- _What is expected_
What is needed is an exact copy of every record.

- _Dataset records_

____

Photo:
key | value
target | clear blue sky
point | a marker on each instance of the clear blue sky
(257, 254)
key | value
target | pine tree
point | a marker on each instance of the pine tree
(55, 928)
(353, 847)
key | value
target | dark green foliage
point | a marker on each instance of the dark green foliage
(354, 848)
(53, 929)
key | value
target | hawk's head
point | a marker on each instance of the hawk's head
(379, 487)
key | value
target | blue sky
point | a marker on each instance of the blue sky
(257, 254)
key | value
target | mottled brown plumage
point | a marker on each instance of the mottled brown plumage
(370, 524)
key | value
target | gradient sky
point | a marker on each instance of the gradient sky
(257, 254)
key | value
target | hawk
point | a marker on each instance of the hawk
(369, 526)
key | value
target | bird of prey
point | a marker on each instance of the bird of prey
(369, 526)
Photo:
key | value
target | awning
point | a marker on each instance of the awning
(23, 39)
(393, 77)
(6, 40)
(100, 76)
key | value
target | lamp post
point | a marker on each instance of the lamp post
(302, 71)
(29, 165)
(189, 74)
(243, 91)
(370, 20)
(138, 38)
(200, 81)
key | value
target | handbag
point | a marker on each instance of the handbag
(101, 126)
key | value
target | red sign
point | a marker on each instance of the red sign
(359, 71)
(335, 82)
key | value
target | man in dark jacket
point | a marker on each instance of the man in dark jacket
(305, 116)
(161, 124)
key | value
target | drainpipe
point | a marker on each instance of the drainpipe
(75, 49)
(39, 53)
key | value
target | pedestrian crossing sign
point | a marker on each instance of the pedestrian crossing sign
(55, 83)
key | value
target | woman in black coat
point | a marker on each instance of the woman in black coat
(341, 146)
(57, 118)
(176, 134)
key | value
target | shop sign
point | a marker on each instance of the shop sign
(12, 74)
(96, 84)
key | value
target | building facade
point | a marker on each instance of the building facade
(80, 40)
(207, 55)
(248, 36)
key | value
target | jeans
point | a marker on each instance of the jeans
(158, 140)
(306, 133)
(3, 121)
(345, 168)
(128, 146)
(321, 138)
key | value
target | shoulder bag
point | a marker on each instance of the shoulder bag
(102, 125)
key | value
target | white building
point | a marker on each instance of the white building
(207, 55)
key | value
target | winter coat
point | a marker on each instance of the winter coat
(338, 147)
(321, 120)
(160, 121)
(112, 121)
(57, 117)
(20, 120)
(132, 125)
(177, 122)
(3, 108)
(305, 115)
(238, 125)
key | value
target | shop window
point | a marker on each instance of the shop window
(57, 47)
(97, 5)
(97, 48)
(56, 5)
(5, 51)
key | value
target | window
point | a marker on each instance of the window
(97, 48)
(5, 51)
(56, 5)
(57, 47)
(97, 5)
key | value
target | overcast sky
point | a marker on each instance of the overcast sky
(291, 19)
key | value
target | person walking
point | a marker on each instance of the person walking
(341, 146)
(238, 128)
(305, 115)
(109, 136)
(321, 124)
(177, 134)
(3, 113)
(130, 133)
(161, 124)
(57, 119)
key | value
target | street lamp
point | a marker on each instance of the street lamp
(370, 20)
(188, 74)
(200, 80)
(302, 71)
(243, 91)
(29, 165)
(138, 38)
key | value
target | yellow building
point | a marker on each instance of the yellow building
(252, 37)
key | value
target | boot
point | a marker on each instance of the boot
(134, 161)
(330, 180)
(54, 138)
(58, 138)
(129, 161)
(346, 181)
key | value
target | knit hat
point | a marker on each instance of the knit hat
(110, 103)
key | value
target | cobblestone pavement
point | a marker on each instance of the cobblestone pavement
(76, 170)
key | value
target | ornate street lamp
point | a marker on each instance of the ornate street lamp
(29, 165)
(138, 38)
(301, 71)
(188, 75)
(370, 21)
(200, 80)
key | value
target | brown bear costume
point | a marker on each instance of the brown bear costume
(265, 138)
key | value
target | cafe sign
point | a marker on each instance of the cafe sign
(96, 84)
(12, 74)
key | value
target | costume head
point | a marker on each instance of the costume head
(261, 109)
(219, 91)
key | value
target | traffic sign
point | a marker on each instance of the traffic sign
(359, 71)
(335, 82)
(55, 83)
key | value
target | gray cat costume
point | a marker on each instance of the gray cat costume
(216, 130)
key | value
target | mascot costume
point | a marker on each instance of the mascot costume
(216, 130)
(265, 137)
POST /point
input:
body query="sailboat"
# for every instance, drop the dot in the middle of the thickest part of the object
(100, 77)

____

- _Answer area_
Photo:
key | value
target | clear blue sky
point | a marker on each instance of the clear blue sky
(257, 254)
key | value
target | pine tree
point | a marker on each instance of the pine tree
(55, 928)
(353, 847)
key | value
target | dark green foliage
point | a marker on each instance of the dark green foliage
(354, 848)
(53, 929)
key | value
target | hawk's head
point | a marker on each instance of the hawk's head
(379, 487)
key | value
target | blue sky
point | a marker on each instance of the blue sky
(257, 254)
key | value
target | mottled brown plumage
point | a marker on each instance of the mottled brown plumage
(370, 524)
key | value
target | gradient sky
point | a marker on each instance of the gradient sky
(257, 254)
key | value
target | hawk
point | a marker on each instance of the hawk
(369, 526)
key | value
target | bird of prey
point | a marker on each instance of the bird of prey
(369, 526)
Photo:
key | value
target | awning
point | a marker on each instance of the awning
(23, 39)
(393, 77)
(6, 40)
(100, 76)
key | value
target | lamp post
point | a marker on each instance of the lamp post
(302, 71)
(29, 165)
(189, 74)
(243, 91)
(370, 20)
(138, 38)
(200, 81)
key | value
target | handbag
point | a marker on each instance of the handbag
(101, 126)
key | value
target | red sign
point | a marker on each instance of the red sign
(359, 71)
(335, 82)
key | value
target | man in dark jacket
point | a marker on each instance of the man in dark jacket
(305, 116)
(161, 124)
key | value
target | drainpipe
point | a marker on each instance of the drainpipe
(75, 49)
(39, 53)
key | value
target | pedestrian crossing sign
point | a marker on each instance of the pedestrian crossing sign
(55, 83)
key | value
target | woman in black coat
point | a marker on each instance of the woman in black coat
(341, 146)
(57, 118)
(176, 134)
key | value
target | shop sign
point | a marker on each instance of the shop sign
(12, 74)
(96, 84)
key | value
target | building facade
point | a marker on each instance of the building facade
(80, 40)
(207, 55)
(248, 36)
key | value
target | jeans
point | a marker on each instance of the jeans
(158, 140)
(306, 133)
(3, 121)
(345, 168)
(128, 146)
(321, 138)
key | value
target | shoulder bag
point | a marker on each instance of the shoulder bag
(102, 125)
key | value
target | white building
point | a marker on each instance of the white building
(207, 55)
key | value
target | winter coat
point | a marker on each instance of the winter coat
(338, 147)
(321, 120)
(160, 121)
(112, 121)
(57, 117)
(20, 120)
(132, 125)
(177, 122)
(3, 108)
(305, 115)
(238, 125)
key | value
target | shop window
point | a marker on each instance of the shop window
(57, 47)
(97, 5)
(97, 48)
(56, 5)
(5, 51)
key | value
target | window
point | a marker on each instance of the window
(97, 48)
(5, 51)
(56, 5)
(57, 47)
(97, 5)
key | value
target | overcast sky
point | a marker on each instance of the overcast sky
(291, 19)
key | value
target | person walking
point | a marker on each instance of the person walking
(341, 146)
(238, 128)
(305, 115)
(109, 136)
(321, 124)
(177, 134)
(3, 113)
(130, 133)
(161, 124)
(57, 119)
key | value
target | street lamp
point | a marker on each instance of the street lamp
(370, 20)
(188, 74)
(200, 80)
(302, 71)
(243, 91)
(29, 165)
(138, 38)
key | value
target | yellow building
point | a marker on each instance of the yellow building
(252, 37)
key | value
target | boot
point | a marker on each instance of the boot
(134, 161)
(330, 180)
(54, 138)
(58, 138)
(129, 161)
(346, 181)
key | value
target | knit hat
point | a marker on each instance of the knit hat
(110, 103)
key | value
target | cobblestone pavement
point | a marker on each instance of the cobblestone pavement
(76, 170)
key | value
target | ornate street lamp
point | a marker on each instance of the ornate street lamp
(29, 165)
(138, 38)
(301, 71)
(188, 75)
(370, 21)
(200, 80)
key | value
target | brown bear costume
point | a marker on each instance of the brown bear costume
(265, 138)
key | value
target | cafe sign
point | a marker on each instance of the cafe sign
(96, 84)
(12, 74)
key | value
target | costume head
point | a marker on each instance of the costume head
(261, 109)
(219, 91)
key | value
target | traffic sign
point | a marker on each instance of the traffic sign
(359, 71)
(335, 82)
(55, 83)
key | value
target | gray cat costume
point | a marker on each instance of the gray cat costume
(216, 130)
key | value
target | mascot costume
point | a marker on each instance of the mascot costume
(216, 130)
(265, 137)
POST /point
input:
body query="sailboat"
# for every instance, drop the dot in the middle of the thickest part of the object
(100, 77)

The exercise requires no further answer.